(Stated problem):
In the records below, locate the line containing "Can you locate the desert", then extract it and all following lines exactly, ending with the last line.

(Provided records):
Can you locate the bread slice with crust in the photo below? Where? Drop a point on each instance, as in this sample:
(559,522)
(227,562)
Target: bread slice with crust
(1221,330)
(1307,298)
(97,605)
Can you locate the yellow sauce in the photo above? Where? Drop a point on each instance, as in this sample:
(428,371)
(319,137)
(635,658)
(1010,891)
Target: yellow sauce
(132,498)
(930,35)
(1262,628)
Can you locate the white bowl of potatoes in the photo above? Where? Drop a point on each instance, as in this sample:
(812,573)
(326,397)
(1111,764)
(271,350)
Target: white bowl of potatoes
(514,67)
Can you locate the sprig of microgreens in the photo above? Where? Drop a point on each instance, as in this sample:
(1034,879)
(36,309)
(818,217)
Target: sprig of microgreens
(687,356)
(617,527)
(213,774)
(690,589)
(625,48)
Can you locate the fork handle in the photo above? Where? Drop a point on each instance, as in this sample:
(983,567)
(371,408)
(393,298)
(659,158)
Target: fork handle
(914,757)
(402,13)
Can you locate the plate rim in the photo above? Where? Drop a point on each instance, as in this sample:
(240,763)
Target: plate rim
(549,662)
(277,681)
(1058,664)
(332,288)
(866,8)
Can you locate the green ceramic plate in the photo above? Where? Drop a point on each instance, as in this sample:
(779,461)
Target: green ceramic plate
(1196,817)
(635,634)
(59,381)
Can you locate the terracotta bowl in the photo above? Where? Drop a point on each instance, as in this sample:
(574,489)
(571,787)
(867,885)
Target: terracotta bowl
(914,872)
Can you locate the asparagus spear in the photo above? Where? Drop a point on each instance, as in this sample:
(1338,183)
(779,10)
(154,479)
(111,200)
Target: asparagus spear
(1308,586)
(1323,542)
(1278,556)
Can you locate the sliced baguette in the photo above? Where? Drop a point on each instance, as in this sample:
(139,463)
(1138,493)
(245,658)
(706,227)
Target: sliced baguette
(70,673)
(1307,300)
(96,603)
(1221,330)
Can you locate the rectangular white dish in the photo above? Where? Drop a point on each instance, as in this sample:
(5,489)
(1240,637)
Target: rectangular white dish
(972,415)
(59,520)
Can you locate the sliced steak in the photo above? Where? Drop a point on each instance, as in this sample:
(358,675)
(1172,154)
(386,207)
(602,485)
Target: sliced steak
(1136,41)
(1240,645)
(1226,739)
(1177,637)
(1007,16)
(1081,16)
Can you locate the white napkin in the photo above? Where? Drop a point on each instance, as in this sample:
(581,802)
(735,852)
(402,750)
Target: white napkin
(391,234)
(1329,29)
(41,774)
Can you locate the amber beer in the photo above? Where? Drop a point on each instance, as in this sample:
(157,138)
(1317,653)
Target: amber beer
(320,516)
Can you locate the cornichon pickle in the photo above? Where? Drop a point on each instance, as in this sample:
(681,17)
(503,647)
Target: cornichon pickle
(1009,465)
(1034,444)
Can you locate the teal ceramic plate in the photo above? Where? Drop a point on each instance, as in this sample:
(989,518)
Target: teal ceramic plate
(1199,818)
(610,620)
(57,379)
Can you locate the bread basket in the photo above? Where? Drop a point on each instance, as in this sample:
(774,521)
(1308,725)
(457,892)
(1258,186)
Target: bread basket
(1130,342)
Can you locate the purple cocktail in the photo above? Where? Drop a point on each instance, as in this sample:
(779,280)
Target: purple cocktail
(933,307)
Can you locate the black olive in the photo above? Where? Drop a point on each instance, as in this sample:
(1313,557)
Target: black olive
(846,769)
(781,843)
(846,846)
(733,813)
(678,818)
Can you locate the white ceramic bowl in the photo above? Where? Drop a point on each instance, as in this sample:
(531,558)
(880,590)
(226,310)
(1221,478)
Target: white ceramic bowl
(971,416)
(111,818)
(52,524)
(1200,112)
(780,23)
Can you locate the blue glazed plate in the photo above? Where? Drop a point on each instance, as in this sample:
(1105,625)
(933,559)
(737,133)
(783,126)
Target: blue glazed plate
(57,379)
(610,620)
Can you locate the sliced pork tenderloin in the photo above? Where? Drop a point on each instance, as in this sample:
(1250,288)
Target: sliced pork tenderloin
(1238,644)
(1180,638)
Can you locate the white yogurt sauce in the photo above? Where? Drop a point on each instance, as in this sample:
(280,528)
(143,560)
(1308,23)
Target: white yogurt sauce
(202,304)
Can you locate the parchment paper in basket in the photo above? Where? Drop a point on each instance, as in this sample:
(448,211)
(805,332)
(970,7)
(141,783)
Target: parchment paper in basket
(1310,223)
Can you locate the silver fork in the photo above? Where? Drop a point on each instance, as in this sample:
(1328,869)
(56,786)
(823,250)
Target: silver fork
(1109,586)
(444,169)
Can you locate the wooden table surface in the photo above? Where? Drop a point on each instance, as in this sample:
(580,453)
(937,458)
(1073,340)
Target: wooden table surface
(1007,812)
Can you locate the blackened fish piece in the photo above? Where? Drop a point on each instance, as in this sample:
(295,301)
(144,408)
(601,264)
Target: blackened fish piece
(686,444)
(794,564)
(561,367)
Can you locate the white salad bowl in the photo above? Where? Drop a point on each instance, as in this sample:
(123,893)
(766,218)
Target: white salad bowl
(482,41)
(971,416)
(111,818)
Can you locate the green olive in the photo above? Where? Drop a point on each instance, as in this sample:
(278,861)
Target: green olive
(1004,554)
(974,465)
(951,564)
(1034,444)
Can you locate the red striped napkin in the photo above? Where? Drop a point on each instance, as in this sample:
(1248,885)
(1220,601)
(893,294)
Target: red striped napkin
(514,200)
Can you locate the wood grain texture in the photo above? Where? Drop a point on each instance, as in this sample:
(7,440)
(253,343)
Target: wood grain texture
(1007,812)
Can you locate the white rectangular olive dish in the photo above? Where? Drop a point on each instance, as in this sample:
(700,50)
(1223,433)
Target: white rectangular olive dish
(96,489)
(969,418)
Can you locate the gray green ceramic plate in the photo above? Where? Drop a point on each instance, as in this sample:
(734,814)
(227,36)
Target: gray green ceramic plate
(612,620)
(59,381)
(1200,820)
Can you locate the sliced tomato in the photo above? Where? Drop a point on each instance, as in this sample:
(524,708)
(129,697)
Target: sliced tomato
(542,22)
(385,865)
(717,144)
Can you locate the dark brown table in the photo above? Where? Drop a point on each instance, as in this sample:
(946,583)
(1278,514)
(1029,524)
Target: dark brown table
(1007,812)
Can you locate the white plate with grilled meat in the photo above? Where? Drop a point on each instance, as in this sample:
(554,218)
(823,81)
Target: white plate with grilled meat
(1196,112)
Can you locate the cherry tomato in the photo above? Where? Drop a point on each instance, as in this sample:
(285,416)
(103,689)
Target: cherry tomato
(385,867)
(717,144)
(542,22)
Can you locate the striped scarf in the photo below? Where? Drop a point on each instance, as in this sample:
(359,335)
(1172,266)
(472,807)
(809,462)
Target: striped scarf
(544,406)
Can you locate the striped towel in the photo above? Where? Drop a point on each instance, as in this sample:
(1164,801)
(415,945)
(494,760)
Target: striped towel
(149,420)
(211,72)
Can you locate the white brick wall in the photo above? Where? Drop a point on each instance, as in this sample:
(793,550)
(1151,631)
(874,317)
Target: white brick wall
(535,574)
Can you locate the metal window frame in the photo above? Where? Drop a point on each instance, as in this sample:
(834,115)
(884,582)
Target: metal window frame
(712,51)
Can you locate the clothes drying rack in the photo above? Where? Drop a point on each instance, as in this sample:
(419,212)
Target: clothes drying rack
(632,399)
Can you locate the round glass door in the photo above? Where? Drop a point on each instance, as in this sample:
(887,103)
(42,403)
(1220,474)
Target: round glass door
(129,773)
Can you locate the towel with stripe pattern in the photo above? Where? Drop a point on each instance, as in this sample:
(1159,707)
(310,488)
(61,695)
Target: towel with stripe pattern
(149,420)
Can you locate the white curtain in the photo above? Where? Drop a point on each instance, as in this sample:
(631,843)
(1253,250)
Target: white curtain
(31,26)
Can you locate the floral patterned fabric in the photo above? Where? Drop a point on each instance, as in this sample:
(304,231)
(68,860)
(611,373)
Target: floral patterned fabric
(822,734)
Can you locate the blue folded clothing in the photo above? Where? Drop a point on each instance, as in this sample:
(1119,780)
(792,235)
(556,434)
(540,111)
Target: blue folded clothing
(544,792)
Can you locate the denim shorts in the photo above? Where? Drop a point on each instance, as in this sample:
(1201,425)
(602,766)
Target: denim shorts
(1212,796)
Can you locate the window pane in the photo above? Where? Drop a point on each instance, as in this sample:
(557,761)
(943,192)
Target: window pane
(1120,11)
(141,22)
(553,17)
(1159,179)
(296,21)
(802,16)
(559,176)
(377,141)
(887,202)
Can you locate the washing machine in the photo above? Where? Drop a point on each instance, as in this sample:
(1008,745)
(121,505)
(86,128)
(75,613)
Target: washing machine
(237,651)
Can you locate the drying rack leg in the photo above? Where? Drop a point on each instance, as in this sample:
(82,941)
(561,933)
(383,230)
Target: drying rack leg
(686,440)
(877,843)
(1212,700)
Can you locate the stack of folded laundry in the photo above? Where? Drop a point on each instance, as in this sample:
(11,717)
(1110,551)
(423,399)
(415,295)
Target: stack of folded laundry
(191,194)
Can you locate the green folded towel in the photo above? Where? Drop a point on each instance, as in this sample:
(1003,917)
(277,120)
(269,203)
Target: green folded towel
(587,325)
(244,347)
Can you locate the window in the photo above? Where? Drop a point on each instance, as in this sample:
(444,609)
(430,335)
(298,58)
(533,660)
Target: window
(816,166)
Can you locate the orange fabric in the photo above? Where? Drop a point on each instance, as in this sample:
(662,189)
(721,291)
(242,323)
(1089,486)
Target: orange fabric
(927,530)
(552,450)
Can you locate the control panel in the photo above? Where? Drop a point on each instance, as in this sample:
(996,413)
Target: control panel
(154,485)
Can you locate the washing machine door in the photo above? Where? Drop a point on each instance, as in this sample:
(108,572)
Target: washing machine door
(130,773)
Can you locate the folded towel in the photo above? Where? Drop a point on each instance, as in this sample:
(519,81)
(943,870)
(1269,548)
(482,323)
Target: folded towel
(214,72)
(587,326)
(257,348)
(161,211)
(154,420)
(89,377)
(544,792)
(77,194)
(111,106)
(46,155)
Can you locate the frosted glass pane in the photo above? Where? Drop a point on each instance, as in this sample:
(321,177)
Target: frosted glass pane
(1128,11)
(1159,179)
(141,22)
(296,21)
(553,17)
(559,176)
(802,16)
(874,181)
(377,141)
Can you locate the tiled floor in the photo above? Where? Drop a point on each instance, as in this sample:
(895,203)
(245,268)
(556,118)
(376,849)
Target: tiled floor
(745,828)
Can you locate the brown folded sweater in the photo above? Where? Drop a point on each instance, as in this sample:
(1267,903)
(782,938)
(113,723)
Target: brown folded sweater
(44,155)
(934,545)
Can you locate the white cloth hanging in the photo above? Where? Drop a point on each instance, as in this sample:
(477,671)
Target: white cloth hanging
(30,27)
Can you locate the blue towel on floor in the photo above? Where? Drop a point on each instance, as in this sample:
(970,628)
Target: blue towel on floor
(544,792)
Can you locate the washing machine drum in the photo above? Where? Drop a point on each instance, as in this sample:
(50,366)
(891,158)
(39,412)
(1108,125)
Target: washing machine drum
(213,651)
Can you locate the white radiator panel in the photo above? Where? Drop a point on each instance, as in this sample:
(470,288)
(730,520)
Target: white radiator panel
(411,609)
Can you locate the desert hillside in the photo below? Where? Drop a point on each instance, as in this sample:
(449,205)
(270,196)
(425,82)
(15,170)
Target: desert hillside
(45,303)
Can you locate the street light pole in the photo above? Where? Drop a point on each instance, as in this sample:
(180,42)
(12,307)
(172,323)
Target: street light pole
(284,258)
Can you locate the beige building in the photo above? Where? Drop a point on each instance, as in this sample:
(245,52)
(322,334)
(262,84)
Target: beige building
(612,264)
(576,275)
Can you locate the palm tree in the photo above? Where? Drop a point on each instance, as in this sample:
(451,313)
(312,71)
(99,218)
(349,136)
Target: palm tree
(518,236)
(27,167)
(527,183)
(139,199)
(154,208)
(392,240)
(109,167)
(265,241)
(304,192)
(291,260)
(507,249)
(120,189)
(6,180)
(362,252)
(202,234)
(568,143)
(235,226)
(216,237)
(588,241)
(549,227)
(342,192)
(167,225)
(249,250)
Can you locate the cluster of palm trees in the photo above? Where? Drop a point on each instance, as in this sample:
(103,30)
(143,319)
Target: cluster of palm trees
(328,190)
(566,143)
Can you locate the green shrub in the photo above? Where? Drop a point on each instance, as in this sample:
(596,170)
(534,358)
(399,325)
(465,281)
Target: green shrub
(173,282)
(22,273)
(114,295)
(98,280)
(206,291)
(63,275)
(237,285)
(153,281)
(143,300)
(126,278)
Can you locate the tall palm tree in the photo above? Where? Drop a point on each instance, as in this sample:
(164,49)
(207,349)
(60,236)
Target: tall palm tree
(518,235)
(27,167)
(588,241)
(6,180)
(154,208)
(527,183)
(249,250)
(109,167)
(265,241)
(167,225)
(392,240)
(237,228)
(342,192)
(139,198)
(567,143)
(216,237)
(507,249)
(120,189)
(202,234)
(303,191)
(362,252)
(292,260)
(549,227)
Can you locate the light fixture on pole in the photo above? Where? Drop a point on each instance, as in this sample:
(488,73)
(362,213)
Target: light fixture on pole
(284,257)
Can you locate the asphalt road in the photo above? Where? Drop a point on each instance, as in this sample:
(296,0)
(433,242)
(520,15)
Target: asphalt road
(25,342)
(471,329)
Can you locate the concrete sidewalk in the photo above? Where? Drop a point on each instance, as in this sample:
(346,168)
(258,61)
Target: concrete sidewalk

(Solution for this exercise):
Can you locate the desert hillside in the photo below? Where? Drop a point on each instance, as in this sample:
(449,205)
(270,196)
(425,82)
(15,170)
Target: desert hillside
(45,303)
Can you locate the street light pole in the photo above? Where? Drop a point on each instance, as in this sample:
(180,42)
(12,307)
(172,323)
Target: street light pole
(284,258)
Can you locate the beige building in the photo above? Where? Drop a point on each instance, as in this sample:
(245,52)
(322,334)
(262,84)
Target: beige building
(612,264)
(576,275)
Can you locate the palm tree in the photo above? Where? Drop a point on each instance, as in this sample:
(451,313)
(312,71)
(99,218)
(349,136)
Target: palm tree
(518,236)
(27,167)
(527,183)
(139,199)
(154,208)
(392,240)
(109,167)
(265,241)
(304,192)
(291,260)
(507,249)
(120,189)
(6,180)
(362,252)
(202,234)
(568,143)
(235,226)
(216,237)
(588,241)
(549,227)
(342,192)
(167,225)
(249,250)
Can you locate the cluster of palm trees in the photo above? Where? Drop a point on each instance, as in this sample:
(103,30)
(143,319)
Target: cluster of palm trees
(328,190)
(566,143)
Can you locate the green shrub in the photo above? Where? Drop a point on each instance, as in this sample:
(596,170)
(534,358)
(399,325)
(465,281)
Target: green shrub
(173,282)
(22,273)
(114,295)
(98,280)
(206,291)
(63,275)
(237,285)
(153,281)
(143,300)
(126,278)
Can you locate the tall palm tree in the photo above? Where? Drop a point on each instance, as in this sample:
(164,49)
(207,349)
(60,236)
Target: tall palm tree
(518,235)
(27,167)
(588,241)
(6,180)
(154,208)
(527,183)
(249,250)
(109,167)
(265,241)
(167,225)
(392,240)
(237,228)
(342,192)
(139,198)
(567,143)
(216,237)
(507,249)
(120,189)
(202,234)
(303,191)
(362,252)
(292,260)
(549,227)
Can you locate the light fixture on pole in the photo above? Where? Drop a point on each instance, as in this sample:
(488,73)
(362,213)
Target: light fixture on pole
(284,257)
Can you locate the asphalt road in the photo above? Where? Drop a point on each instance, as in this sample:
(296,0)
(433,242)
(520,15)
Target: asphalt road
(25,342)
(471,329)
Can you locate the concrete sidewalk in the photo above? Where? Drop a point on each instance, as in this sample:
(346,168)
(258,61)
Target: concrete sidewalk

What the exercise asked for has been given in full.